#### Article:
22. A ram lock for a blowout preventer ram for locking the ram at
an adjustable closed position for sealing contact with a well pipe
or the like in the blowout preventer, comprising:
(a) ram carrier means comprising a ram piston having a piston rod
with a threaded surface formed thereon for moving the ram to the
adjustable closed positions in the blowout preventer;
(b) lock means for locking said ram carrier means at adjustable
closed positions, comprising:
(1) a lock nut having a threaded surface formed thereon and engaged
by said threaded surface on said ram piston rod for rotational
movement with respect thereto during movement of the ram;
(2) a movable clutch plate mounted with said lock nut for
rotational movement therewith, said movable clutch plate having
ratchet teeth formed thereon;
(3) a fixed clutch plate having ratchet teeth formed thereon;
and
(4) means mounting said fixed clutch plate with the blowout
preventer against relative movement with respect thereto; and
(c) means for moving said ratchet teeth of said fixed clutch plate
and said movable clutch plate into engagement to lock said ram
carrier means against outward movement as the ram is moving
inwardly.
23. The structure of claim 22, said ram carrier means is responsive
to closing fluid pressure to move the ram to the closed position,
and wherein said means for moving said ratchet teeth comprises:
means responsive to the closing fluid pressure.
24. The structure of claim 22, wherein said means for moving said
ratchet teeth includes:
resilient means for moving said ratchet teeth into engagement.
25. The structure of claim 22, further including:
means for unlocking said lock means.
26. The structure of claim 25, wherein said ram carrier means is
responsive to opening fluid pressure to move the ram outwardly from
the closed position, and wherein said means for unlocking further
comprises:
means responding to the opening fluid pressure to unlock the ram
from the closed position.

Image object location entries
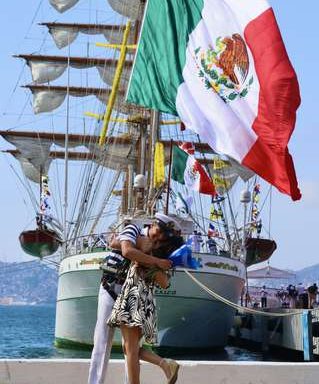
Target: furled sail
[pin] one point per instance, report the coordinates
(63, 34)
(33, 155)
(63, 5)
(45, 69)
(133, 9)
(116, 155)
(48, 98)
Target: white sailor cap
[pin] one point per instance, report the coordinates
(168, 223)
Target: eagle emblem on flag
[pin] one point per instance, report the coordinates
(224, 67)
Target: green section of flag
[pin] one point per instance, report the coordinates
(179, 161)
(161, 55)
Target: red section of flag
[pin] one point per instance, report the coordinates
(278, 101)
(188, 147)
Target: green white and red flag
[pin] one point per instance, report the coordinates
(222, 66)
(187, 170)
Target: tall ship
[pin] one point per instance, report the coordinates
(92, 163)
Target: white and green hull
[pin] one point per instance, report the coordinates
(188, 318)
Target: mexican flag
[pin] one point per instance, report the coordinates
(221, 65)
(187, 170)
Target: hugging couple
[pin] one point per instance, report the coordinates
(137, 262)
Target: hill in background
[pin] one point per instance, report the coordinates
(28, 282)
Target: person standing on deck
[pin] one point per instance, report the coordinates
(264, 295)
(312, 294)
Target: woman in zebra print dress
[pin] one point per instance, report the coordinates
(135, 313)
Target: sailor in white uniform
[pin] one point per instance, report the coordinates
(114, 273)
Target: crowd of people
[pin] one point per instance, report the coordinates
(298, 296)
(293, 296)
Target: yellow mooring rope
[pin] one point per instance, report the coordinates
(237, 306)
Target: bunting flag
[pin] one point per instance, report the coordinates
(187, 170)
(212, 231)
(255, 222)
(159, 165)
(45, 207)
(222, 66)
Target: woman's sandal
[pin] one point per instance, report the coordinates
(173, 367)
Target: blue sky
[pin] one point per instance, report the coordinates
(294, 224)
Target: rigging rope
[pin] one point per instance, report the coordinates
(237, 306)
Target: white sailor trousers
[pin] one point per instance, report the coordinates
(103, 338)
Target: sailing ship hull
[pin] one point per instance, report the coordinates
(188, 318)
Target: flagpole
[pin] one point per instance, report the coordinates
(169, 177)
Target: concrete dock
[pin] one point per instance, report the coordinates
(75, 371)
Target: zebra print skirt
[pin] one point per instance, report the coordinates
(135, 307)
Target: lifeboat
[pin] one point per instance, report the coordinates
(258, 250)
(39, 242)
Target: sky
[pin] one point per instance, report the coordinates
(294, 225)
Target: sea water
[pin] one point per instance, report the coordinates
(27, 331)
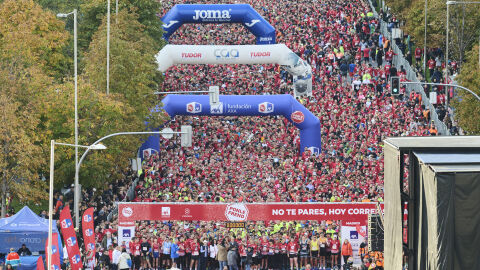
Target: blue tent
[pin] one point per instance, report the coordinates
(25, 227)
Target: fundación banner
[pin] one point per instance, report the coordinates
(355, 234)
(128, 213)
(88, 230)
(55, 252)
(70, 238)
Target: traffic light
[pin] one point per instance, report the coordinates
(395, 86)
(186, 136)
(214, 95)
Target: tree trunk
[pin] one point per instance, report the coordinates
(4, 197)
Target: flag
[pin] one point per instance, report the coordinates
(88, 230)
(70, 238)
(55, 254)
(40, 265)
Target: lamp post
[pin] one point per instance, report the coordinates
(446, 84)
(50, 196)
(108, 46)
(75, 38)
(446, 45)
(425, 43)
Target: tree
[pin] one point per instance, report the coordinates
(134, 78)
(28, 30)
(467, 107)
(31, 41)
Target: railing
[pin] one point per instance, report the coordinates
(399, 60)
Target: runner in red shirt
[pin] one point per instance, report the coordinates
(335, 248)
(264, 251)
(418, 54)
(293, 252)
(195, 246)
(156, 253)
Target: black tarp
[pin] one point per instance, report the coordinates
(448, 219)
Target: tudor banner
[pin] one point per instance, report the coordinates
(70, 238)
(128, 213)
(55, 252)
(88, 230)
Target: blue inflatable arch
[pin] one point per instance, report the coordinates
(248, 105)
(219, 13)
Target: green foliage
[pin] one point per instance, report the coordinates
(37, 90)
(133, 78)
(467, 107)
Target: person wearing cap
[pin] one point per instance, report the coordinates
(13, 259)
(24, 251)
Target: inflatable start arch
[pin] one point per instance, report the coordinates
(219, 13)
(251, 105)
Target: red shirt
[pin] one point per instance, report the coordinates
(264, 247)
(156, 247)
(293, 247)
(418, 53)
(195, 248)
(335, 246)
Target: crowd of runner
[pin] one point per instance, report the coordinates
(257, 159)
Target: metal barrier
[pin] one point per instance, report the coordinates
(130, 196)
(399, 60)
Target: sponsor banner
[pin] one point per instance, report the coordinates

#### What to produce:
Please return the part of the ram lock claims starting with "25. The structure" and going on through "the closed position.", copied word for word.

#### Answer:
25. The structure of claim 22, further including:
means for unlocking said lock means.
26. The structure of claim 25, wherein said ram carrier means is
responsive to opening fluid pressure to move the ram outwardly from
the closed position, and wherein said means for unlocking further
comprises:
means responding to the opening fluid pressure to unlock the ram
from the closed position.